RECORDS TO PROCESS:
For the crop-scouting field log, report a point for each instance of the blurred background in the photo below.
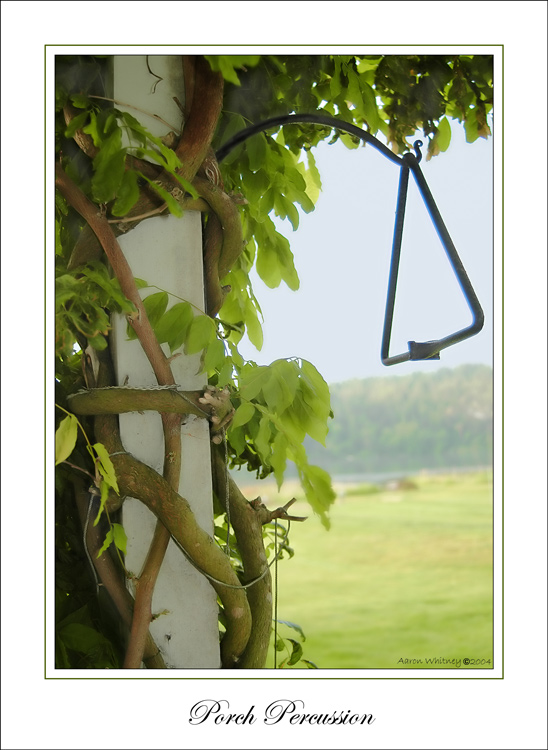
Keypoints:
(403, 578)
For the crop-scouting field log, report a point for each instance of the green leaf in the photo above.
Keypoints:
(256, 151)
(294, 626)
(105, 487)
(253, 326)
(109, 167)
(318, 489)
(105, 466)
(243, 414)
(155, 306)
(173, 325)
(108, 541)
(215, 356)
(80, 101)
(120, 537)
(76, 124)
(278, 458)
(252, 380)
(262, 439)
(296, 653)
(370, 109)
(200, 334)
(127, 194)
(443, 134)
(65, 438)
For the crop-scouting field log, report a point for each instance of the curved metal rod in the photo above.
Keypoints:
(409, 161)
(315, 119)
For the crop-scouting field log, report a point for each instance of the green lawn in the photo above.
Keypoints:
(400, 575)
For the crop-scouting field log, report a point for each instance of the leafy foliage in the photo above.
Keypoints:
(279, 407)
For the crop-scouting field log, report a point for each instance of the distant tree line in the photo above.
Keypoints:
(419, 421)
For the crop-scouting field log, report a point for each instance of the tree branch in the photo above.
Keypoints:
(247, 523)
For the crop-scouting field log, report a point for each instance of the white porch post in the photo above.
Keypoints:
(167, 253)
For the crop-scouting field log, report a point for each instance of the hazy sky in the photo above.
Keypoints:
(342, 254)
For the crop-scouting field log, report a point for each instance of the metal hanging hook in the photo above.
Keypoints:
(426, 349)
(407, 162)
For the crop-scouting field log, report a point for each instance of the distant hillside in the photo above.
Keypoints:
(419, 421)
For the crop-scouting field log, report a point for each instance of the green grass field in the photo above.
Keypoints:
(402, 574)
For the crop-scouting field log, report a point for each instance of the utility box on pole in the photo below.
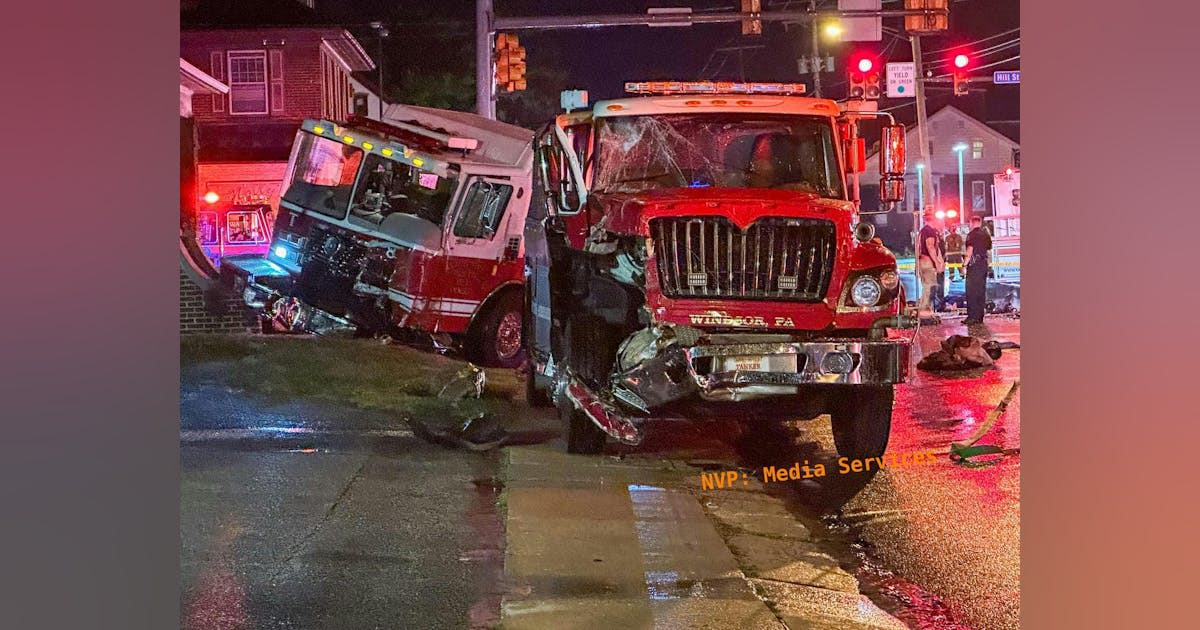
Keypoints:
(927, 24)
(751, 27)
(861, 29)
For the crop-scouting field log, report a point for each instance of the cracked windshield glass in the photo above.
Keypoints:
(723, 151)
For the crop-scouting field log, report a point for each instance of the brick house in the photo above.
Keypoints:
(239, 138)
(277, 76)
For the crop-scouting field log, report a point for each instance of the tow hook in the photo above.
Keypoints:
(880, 328)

THE TASK:
Revise the listing above so that "crop-scouting field log" becomes "orchard survey record" everywhere it occurs, keeping all other text the same. Omit the pictures from your answer.

EXERCISE ANSWER:
For the orchard survey record, report a point for each instance of the blurred background in the photo below.
Keypoints:
(403, 578)
For the orchard survey record, report a point for each instance of the green leaf in the photo above.
Keypoints:
(256, 151)
(294, 626)
(105, 487)
(253, 326)
(109, 167)
(318, 489)
(105, 466)
(243, 414)
(155, 306)
(173, 325)
(108, 541)
(215, 356)
(80, 101)
(120, 537)
(76, 124)
(278, 458)
(252, 380)
(262, 439)
(296, 653)
(370, 109)
(200, 334)
(127, 194)
(443, 134)
(65, 438)
For the orchard survey record, report a point for each instance of the curved metal rod in the photo above.
Keypoints:
(409, 161)
(315, 119)
For the orchard survey record, report a point for each instance of the green lawn in the photo above.
Keypoints:
(400, 575)
For the orchard survey record, report a point for each instance of the leafy foliage in the photo above.
Keypoints:
(279, 407)
For the orchard survey record, report a point for each instance of the distant tree line in the photo above.
Keypoints:
(419, 421)
For the orchard survey record, report a point for each instance of the tree branch in the photo above.
Keypoints:
(247, 523)
For the orchard survey record, report a point for each instance of the white porch post in the photo above.
Keypoints:
(167, 253)
For the orchard survey record, report a point for each instance of the hazy sky in the photo above.
Keypoints:
(342, 254)
For the orchard survey record, report a point for each instance of the metal hanging hook in the photo above.
Keypoints:
(426, 349)
(407, 162)
For the orchard survey record, report a point for each instance of the distant hillside in the photo above.
Keypoints:
(419, 421)
For the orchard survey record, report a point for each instance of the green grass field in the photo above.
Keypoints:
(402, 574)
For the orchard survey record, report a point for each instance of the utility box on pole in the photo below.
Keypoints:
(927, 24)
(751, 27)
(861, 29)
For the orchard survey record, report a point for each instance of the cracked windshield glass in the photo above.
Keypoints:
(723, 151)
For the orchard survey record, report a point for each instance of the brick house in the photo above.
Keypoints:
(239, 138)
(277, 76)
For the orchard survey record, report a point for each instance of the tow hook in the photo above.
Keypoints:
(880, 328)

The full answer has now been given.